Start of Extracted material
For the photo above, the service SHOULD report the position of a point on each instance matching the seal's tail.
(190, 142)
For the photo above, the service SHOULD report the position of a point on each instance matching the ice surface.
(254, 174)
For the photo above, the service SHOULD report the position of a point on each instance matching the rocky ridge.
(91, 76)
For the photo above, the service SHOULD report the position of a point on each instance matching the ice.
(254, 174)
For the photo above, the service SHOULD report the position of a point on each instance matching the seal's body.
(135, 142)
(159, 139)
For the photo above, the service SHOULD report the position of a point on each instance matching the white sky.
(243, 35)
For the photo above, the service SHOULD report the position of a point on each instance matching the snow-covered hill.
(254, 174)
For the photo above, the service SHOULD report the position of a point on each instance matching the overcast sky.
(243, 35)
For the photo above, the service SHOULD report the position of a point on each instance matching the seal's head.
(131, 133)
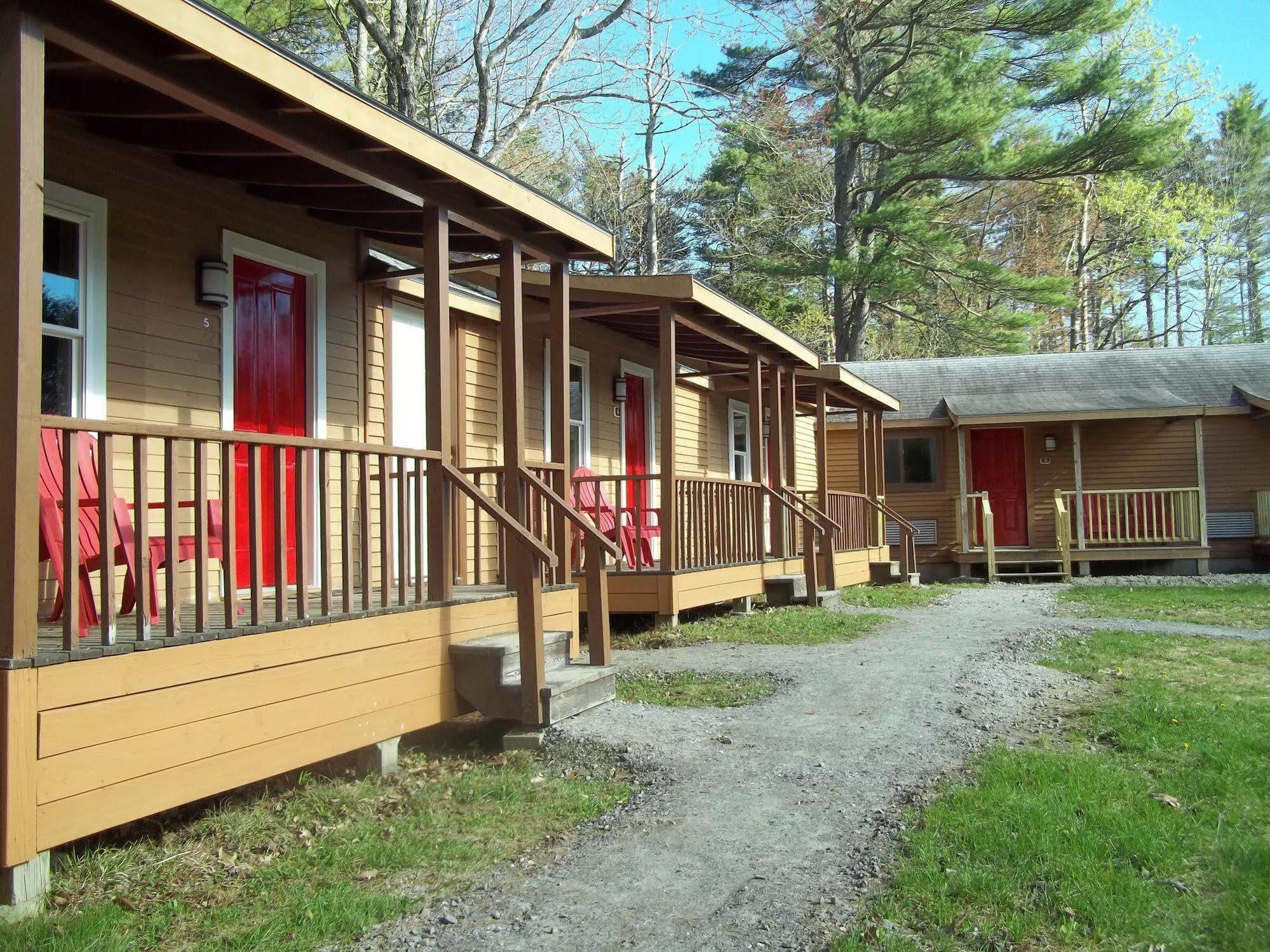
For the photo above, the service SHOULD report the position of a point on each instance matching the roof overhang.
(713, 328)
(179, 77)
End of Extracted material
Problem description: Retype exactly the lines from the one containing "the overcast sky." through the last line of the records above, both included, and leave out any pictures.

Response to this task:
For the photo above, the service SHOULD report the position of a point on each instance matching the overcast sky.
(243, 35)
For the photo above, the service SHOULD report the position of a point on each instance matching the seal's head.
(131, 133)
For the photo above, the service SHOULD report the position of a point on each instance matching the roof overhang.
(713, 328)
(179, 77)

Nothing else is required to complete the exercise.